++++ Excerpted text
This position statement is part of the CSDocs Architecture Sketch. It elaborates on proposed rules for InstanceId values and how the property is introduced. This is the basis for further e-mail discussion and arrival at a consensus position in the CSDocs Foundation proposal.
The statement is in two parts:
Having InstanceId be an Optionally-Supported Property of dmaClass_DMA Class
That is discussed in the companion page that provides the overall position statement on InstanceIds.
Having InstanceId values be DmaId values.
That is discussed on this page, along with background on using DmaId values in legacy situations.
This is InstanceId Position Statement 0.2 created on 2003-03-03 14:30 -0700 (pdt)
Content
DCE UUID Version 1 Format
- UUID Time Stamp: time-low, time-mid, time-hi
- Clock-Seq Values
- Node Identification
Pseudo-Node Identifications
When InstanceId is Relevant
Alternatives to the CSDocs InstanceId in Identifying Specific CSRelationship Elements
Mapping Locally-Unique Ids to DmaIds
Normative Specifications
Informative References
- The InstanceId property has values of type DmaId.
- It InstanceId is supported on a class of DMA object, it is required to be read-only and system-derived. The presence of a value is optional.
- An InstanceId property has a value if and only if the DMA object supporting the property corresponds to a persistent element of a DMA System
- Any time that an object-valued property that corresponds to a dependently-persistent element is given a new value (via a Put..., Insert, or Replace method), and that value is made persistent, any InstanceId property for that new persistent element will have a never-used DmaId value.
In this position paper, use of a DmaId and achievement of global uniqueness and complete unambiguity is proposed to avoid having to worry about degrees of uniqueness, especially in query, cross-repository operations, etc.
DmaId values are DCE Universally Unique IDentifiers (UUIDs) [DCE RPC]. DmaIds are 128-bit binary values. DmaIds that are generated correctly on computers with network cards are guaranteed to be different from all other DmaIds until at least 3400 AD.
DmaId values can be generated without consultation with a centralized authority. The uniqueness of IEEE 802 network identifications is sufficient to allow each network node to independently produce DmaId values that will be unique and unambiguous. These DmaId values can be conveyed anywhere and never be confused with any other DCE UUID.
The technique for generating DCE UUIDs already provides for clock corrections. The UUID generator will recover after system failures and crashes where state and possible history are lost. There is no need to invent another technique to prevent accidental duplications of locally-unique labels or identifiers. UUIDs are already available, can be generated very quickly, are both safe and unique, and can be used for a very long time (at least another millenium).
The DmaId is also compatible with, and fully interoperable with, the Microsoft GUID as it is widely used and supported on the Microsoft Windows platform and in the Component Object Model [COM Spec].
++++++++
## What to work on
Please carry the InstanceId position statement forward from its final sentence. The lines after this text come from a separate source.
++++ Supplied material
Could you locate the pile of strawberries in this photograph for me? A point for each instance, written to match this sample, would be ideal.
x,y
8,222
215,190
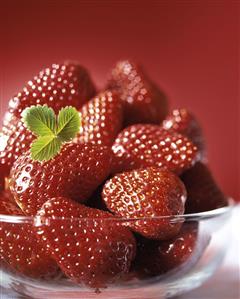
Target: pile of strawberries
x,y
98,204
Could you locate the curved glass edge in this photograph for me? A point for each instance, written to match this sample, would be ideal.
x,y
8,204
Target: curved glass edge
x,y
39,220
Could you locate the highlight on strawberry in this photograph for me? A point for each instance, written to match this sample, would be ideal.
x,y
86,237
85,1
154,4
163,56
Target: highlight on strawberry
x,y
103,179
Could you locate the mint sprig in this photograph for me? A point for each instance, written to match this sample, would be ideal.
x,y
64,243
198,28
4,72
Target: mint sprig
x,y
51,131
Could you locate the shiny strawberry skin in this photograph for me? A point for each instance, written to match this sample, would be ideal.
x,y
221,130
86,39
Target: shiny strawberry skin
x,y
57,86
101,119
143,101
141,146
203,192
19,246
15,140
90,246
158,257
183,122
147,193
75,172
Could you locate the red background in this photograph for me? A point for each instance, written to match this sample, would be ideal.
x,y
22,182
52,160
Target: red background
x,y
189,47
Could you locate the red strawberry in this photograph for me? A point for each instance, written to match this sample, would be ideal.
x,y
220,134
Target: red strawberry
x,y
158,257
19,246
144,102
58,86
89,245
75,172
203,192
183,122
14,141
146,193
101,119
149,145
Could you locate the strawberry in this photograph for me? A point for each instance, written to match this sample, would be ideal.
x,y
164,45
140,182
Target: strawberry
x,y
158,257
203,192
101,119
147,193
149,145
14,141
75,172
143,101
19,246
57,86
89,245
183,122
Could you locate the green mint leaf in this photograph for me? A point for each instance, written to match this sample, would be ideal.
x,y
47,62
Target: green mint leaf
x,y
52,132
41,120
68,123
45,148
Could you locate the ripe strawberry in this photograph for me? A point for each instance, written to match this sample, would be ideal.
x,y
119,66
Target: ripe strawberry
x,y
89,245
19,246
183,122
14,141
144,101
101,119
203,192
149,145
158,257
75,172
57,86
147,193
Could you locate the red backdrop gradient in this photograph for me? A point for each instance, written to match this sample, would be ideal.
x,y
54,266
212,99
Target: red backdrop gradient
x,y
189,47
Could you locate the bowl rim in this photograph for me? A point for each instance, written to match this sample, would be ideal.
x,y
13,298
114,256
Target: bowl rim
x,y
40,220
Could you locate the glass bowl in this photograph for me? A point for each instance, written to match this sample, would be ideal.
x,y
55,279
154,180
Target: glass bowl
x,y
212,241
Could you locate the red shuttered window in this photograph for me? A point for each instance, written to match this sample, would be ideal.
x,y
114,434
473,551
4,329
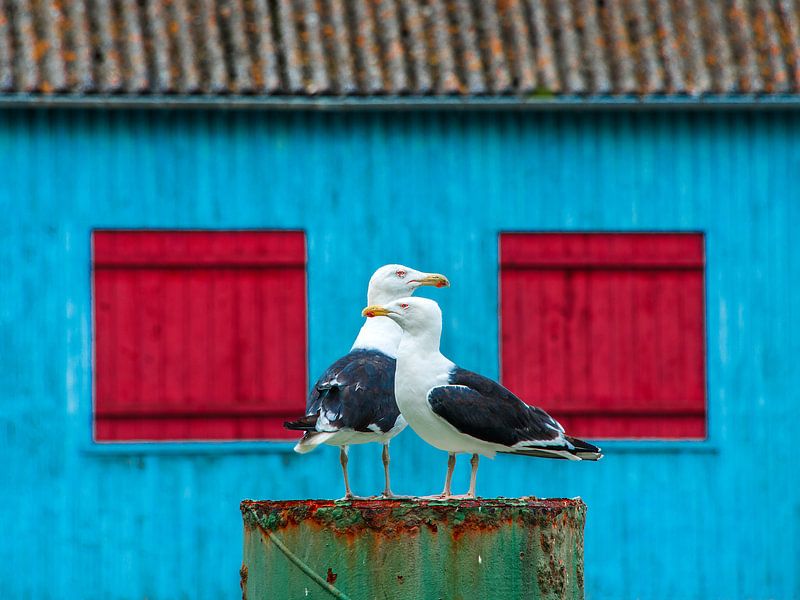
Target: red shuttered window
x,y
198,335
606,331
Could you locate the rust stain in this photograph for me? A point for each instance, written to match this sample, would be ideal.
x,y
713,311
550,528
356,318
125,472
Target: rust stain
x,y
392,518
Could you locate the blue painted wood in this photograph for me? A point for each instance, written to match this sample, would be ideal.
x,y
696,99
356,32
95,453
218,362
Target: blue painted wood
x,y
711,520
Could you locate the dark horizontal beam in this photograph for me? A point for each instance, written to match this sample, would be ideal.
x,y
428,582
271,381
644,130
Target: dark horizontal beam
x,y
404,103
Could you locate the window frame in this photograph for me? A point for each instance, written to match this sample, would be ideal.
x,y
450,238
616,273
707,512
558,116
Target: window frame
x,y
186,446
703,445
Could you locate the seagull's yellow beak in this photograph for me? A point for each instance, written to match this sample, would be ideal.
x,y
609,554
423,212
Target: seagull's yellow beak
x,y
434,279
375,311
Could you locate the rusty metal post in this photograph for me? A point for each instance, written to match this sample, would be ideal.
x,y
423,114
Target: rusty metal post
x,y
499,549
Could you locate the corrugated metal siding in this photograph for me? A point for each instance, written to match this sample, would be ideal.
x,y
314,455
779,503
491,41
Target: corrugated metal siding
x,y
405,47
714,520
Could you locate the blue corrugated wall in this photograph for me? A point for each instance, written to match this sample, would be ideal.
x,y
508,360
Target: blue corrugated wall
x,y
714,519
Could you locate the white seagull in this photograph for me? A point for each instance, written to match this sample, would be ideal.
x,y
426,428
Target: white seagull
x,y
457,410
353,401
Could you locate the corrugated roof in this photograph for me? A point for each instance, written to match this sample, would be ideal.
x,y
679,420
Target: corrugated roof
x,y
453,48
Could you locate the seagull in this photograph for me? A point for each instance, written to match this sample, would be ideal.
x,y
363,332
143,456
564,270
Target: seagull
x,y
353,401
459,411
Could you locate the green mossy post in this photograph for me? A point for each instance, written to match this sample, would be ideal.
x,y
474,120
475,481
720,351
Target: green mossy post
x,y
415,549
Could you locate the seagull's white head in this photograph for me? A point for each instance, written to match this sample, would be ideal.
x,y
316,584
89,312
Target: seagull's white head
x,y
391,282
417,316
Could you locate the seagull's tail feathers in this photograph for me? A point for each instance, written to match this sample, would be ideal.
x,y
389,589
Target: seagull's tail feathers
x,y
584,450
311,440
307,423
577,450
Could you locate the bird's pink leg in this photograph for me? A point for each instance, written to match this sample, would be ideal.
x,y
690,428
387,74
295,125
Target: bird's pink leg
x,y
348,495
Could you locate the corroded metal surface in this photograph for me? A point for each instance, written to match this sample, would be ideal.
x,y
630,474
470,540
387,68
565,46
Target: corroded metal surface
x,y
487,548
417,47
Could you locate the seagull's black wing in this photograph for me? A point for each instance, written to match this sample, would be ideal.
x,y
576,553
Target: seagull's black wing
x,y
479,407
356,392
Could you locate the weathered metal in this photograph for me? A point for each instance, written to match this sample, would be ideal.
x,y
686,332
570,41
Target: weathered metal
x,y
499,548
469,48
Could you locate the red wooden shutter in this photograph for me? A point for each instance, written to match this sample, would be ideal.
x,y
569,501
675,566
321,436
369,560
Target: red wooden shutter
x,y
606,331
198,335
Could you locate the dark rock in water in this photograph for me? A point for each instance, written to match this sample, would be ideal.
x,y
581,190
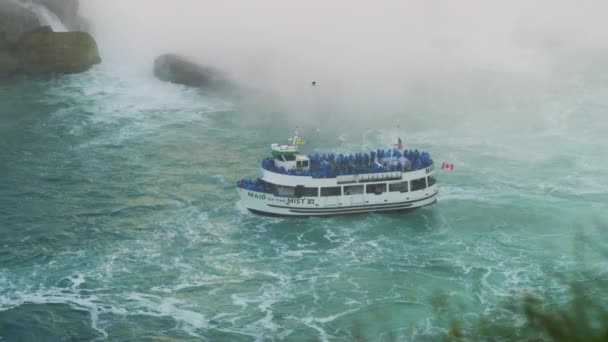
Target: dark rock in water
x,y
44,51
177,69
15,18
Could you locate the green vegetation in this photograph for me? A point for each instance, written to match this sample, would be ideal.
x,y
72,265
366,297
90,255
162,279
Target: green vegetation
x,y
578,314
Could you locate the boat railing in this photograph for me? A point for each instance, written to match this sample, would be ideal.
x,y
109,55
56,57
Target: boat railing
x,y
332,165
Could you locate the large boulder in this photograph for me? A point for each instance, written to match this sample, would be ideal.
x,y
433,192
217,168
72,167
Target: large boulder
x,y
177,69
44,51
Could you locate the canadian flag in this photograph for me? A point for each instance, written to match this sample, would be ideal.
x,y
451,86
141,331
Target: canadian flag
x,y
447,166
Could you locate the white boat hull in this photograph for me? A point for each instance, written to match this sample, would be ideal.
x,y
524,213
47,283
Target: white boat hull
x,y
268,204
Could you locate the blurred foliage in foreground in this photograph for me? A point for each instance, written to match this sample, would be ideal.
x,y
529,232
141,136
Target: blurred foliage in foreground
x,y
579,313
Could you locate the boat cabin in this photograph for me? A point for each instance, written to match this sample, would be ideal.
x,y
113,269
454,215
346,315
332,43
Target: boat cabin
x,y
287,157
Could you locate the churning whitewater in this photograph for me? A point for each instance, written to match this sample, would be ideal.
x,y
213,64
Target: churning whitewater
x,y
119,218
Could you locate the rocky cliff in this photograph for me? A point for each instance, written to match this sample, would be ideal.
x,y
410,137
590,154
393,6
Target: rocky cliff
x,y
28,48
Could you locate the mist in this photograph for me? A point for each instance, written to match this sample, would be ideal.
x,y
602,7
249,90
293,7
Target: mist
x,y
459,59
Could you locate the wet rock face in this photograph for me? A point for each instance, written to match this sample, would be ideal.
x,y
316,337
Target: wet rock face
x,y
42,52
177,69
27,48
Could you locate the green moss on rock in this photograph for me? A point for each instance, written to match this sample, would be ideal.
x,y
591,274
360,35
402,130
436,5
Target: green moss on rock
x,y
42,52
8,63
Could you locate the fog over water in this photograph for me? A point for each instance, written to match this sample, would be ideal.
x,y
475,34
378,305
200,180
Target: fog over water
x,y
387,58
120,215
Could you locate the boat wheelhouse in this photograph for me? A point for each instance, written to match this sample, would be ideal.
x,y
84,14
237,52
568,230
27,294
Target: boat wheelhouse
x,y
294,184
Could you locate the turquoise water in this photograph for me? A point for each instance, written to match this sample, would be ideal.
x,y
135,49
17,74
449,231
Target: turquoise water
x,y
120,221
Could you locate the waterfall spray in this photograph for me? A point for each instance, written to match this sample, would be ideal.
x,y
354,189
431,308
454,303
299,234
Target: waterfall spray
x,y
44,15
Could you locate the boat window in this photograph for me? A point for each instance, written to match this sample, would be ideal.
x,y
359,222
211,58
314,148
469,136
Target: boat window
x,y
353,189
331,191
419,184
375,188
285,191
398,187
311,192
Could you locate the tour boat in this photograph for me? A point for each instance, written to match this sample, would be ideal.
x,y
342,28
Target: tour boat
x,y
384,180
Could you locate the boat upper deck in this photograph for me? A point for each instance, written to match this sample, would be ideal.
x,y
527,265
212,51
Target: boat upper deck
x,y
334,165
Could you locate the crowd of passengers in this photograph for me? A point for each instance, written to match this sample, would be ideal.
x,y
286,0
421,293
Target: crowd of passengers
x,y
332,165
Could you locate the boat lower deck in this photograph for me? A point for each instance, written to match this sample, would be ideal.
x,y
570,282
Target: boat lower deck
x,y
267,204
++++++++
## Result of the task
DCE UUIDs are easily compared and different UUIDs are usually recognized as different with very little effort. There need be no accomodation of differing sizes and comparisons based on anything but binary values. There are also standard 16-bit hash-value functions that work well with UUIDs to provide rapid lookup in to sets of UUIDs.
Generally, a fixed 128-bit binary value is simple to use routinely as an InstanceId for any number of purposes. Indexing is simplified by having the same kind of easily compared, easily-stored value be used everywhere that an InstanceId is useful.
Use of text strings, small integers, and other varieties of values is useful on a local, application or implementation-specific basis. However, there is no reliable interoperable case that will work for different document spaces that use special-case solutions for their different local situations. The use of DmaId for InstanceId provides for predictable methodology across a wide variety of document collections.
Another difficulty with local solutions is that over time, as more functionality is introduced and more use of InstanceId is required, one is led slowly but surely to create more features of DmaId without having DmaId compatibility.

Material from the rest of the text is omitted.